[[ Passage for review open ]]

Todd Myers of the Washington Policy Center continues to make the case that the costs of that policy should be offset by tax cuts and that cost increases should be small
Todd Myers
Washington Policy Center
Since Washington state’s new tax on CO2 emissions took effect at the beginning of the year, gas prices have increased 25 cents per gallon compared to other West Coast states.
The latest data, released yesterday, show that – despite the governor’s protests – the CO2 tax is working as expected and intended, increasing the price of fossil fuels to encourage people to switch to alternative sources of energy.
To calculate the impact and distinguish it from standard price fluctuations, let’s look at the work of carbon tax advocate and environmental economist Yoram Bauman. He created a formula to estimate the increases due to the new tax on CO2 emissions. Yoram’s formula uses weekly gas price data from the U.S. Energy Information Administration. We compare Washington’s price for Regular gasoline to the West Coast minus California. We removed California because it has a similar tax on CO2 emissions and their prices are more volatile. As Bauman explains in this tweet, the gap between prices in Washington and the other West Coast states is smaller and more stable, making it a better baseline against which to compare.

[[ Passage for review closed ]]
[[ Data shown open ]]

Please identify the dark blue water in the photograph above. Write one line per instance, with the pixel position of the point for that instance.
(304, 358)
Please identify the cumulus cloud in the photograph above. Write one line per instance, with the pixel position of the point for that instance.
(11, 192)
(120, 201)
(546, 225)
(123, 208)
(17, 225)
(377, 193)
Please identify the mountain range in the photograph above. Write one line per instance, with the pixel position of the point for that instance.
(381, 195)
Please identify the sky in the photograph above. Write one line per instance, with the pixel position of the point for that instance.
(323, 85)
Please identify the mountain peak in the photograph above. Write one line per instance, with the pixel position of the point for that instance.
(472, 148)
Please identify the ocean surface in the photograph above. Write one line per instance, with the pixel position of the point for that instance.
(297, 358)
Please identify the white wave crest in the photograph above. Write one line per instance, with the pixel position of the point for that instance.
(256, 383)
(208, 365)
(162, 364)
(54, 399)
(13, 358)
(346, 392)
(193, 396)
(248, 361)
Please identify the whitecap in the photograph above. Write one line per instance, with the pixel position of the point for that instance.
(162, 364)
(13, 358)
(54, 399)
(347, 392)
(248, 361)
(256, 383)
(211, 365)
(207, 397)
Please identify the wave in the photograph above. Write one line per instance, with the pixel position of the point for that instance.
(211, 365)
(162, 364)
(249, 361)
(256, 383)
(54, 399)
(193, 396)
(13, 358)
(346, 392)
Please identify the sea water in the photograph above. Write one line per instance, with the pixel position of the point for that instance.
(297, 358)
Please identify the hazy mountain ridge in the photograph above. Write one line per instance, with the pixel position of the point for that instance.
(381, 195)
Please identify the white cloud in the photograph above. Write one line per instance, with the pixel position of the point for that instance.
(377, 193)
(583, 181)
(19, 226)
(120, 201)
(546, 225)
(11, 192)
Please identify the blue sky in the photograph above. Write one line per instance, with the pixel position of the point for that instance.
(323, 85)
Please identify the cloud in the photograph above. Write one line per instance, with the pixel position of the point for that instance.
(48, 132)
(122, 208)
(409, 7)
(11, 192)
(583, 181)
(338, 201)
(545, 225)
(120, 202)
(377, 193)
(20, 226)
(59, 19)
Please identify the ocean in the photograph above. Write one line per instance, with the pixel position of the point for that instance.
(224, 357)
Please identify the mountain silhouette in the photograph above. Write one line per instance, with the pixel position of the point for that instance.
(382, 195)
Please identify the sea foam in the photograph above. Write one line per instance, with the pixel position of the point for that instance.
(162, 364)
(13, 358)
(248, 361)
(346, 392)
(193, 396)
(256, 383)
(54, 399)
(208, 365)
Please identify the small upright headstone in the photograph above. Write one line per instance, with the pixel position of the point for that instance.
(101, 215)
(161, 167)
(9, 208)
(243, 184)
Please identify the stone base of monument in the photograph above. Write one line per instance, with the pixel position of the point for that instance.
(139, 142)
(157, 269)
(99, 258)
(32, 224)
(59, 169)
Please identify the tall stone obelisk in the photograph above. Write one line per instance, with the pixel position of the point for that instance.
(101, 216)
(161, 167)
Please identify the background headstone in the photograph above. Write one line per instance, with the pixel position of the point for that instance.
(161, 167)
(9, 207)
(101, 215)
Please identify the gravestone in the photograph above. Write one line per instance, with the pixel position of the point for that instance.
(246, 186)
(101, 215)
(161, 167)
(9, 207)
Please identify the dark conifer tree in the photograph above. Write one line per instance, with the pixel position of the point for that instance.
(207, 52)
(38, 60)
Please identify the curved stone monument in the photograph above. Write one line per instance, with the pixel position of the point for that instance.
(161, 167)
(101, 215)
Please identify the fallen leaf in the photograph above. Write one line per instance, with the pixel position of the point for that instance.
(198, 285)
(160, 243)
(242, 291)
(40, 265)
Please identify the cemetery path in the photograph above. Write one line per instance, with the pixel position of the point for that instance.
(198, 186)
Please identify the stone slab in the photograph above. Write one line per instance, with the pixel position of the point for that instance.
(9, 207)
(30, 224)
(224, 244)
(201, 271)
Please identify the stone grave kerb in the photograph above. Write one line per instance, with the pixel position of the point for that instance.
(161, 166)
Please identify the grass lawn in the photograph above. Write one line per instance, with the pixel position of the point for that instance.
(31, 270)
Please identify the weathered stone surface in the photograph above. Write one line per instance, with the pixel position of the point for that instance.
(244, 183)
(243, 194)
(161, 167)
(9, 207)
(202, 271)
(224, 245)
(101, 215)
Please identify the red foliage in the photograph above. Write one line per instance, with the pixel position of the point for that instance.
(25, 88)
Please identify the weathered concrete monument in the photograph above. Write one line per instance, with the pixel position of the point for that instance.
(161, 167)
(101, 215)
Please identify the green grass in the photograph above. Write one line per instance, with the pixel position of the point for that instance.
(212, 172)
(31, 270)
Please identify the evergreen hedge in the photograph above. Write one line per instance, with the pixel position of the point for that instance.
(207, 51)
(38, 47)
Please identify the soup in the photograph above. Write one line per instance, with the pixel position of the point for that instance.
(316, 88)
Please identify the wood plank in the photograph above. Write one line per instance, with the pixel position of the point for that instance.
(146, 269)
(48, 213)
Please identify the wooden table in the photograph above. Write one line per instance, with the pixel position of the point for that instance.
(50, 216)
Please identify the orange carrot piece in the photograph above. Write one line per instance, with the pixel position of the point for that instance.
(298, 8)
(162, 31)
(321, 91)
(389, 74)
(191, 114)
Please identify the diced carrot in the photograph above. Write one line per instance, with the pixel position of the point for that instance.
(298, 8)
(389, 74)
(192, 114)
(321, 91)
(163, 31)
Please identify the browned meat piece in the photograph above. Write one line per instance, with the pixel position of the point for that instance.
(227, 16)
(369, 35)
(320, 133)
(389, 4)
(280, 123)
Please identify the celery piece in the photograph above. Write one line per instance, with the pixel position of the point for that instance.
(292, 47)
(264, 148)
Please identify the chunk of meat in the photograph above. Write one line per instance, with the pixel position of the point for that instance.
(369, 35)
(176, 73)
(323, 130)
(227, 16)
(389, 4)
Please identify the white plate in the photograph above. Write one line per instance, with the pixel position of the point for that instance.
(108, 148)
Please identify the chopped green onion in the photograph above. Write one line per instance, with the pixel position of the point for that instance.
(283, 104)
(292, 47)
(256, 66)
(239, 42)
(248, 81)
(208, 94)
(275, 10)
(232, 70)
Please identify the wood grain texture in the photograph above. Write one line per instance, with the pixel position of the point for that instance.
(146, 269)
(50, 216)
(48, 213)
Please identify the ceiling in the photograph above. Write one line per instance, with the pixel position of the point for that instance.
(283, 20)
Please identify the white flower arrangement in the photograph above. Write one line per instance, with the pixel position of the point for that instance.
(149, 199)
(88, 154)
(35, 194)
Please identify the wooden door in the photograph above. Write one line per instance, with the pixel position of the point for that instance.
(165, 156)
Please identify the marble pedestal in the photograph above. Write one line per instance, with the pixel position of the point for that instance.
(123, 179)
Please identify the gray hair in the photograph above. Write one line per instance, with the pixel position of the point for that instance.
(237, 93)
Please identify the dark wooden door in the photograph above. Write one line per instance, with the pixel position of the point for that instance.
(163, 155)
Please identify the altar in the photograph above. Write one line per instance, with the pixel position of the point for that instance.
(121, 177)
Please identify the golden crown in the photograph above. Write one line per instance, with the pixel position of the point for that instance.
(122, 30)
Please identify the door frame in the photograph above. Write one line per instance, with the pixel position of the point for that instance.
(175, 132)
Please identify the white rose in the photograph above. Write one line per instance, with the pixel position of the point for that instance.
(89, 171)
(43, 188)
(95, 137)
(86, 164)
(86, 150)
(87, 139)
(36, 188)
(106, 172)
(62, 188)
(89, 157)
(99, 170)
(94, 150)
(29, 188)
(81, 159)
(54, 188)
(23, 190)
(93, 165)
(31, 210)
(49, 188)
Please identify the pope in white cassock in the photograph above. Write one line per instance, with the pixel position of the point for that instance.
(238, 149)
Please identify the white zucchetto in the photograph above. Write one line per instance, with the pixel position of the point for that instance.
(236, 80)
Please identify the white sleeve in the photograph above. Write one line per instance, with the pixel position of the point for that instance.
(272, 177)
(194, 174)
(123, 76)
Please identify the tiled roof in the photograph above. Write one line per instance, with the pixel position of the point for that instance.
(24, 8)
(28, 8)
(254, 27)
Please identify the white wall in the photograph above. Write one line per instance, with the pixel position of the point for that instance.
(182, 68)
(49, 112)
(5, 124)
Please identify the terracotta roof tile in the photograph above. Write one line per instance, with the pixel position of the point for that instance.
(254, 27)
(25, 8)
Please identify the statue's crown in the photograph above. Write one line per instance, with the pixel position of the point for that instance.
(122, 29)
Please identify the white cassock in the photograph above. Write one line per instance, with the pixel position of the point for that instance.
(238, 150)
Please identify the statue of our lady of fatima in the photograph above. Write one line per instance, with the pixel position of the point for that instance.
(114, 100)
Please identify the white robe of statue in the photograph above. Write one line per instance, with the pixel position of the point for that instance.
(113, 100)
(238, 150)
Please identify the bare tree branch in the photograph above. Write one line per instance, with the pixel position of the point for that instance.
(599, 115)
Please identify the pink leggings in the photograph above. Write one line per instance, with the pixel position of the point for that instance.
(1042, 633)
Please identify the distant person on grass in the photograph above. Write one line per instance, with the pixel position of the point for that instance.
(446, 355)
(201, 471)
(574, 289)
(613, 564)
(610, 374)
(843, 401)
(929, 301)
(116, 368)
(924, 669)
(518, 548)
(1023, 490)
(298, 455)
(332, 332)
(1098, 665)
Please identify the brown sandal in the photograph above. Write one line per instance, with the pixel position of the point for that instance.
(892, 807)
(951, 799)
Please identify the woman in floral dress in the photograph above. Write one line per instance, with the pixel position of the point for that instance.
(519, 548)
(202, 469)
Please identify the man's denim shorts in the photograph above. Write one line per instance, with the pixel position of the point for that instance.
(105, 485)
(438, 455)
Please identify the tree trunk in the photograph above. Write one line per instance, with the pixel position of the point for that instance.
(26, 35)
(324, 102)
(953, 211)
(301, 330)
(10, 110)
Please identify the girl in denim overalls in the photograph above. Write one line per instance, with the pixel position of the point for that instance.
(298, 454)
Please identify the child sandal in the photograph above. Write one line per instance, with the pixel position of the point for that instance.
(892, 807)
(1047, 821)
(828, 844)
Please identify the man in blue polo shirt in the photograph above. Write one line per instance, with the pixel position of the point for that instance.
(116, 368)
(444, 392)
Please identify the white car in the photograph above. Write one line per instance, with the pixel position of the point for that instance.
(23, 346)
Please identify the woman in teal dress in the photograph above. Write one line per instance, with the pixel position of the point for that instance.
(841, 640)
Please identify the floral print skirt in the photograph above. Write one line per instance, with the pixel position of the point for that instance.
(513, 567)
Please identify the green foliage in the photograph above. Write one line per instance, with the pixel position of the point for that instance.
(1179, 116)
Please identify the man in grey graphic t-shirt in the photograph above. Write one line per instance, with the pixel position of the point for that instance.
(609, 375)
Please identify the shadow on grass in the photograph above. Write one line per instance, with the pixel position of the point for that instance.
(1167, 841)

[[ Data shown closed ]]

**Exercise A:** Can you output the article on Washington's CO2 tax word for word, starting at "Todd Myers of" and ending at "West Coast states."?
**Exercise B:**
Answer these questions from the article on Washington's CO2 tax:
(i) Since the tax took effect, by how much per gallon have Washington gas prices risen compared to other West Coast states?
(ii) Which agency supplies the weekly gas price data used in Bauman's formula?
(iii) What two reasons are given for removing California from the comparison?
**Exercise C:** Can you write the next part of the article on Washington's CO2 tax, picking up after its final sentence?

**Exercise output A:**
Todd Myers of the Washington Policy Center continues to make the case that the costs of that policy should be offset by tax cuts and that cost increases should be small
Todd Myers
Washington Policy Center
Since Washington state’s new tax on CO2 emissions took effect at the beginning of the year, gas prices have increased 25 cents per gallon compared to other West Coast states.

**Exercise output B:**
(i) 25 cents per gallon.
(ii) The U.S. Energy Information Administration.
(iii) California has a similar tax on CO2 emissions, and its prices are more volatile.

**Exercise output C:**
The calculations can be found on this public spreadsheet.
Price data from AAA are used to confirm the 25 cent per gallon estimate is about right. For example, Washington’s gas prices have increased 17 cents per gallon in the last month according to AAA. During that same period, average gas prices in Oregon fell by 7 cents per gallon. Compared to Oregon, Washington’s gas prices are now 24 cents per gallon higher than they were a month ago.
The numbers are similar for Idaho. In the last month, Idaho’s gas prices have fallen about 12 cents per gallon. Compared to Idaho, Washington’s gas prices are now 29 cents per gallon more than a month ago.
This should not be a surprise. The very purpose of taxes on CO2 emissions is to increase the price of fossil fuels. As pointed out by the Tax Policy Center, run by the center-left Urban Institute and Brookings Institution, the goal of taxing CO2 emissions is to encourage “people, businesses and government to produce less of them.” Increased prices are not a side effect of Washington’s tax on CO2 emissions – it is the goal.
Not surprisingly, Governor Inslee has denied the taxes are responsible for the jump in Washington’s gas prices.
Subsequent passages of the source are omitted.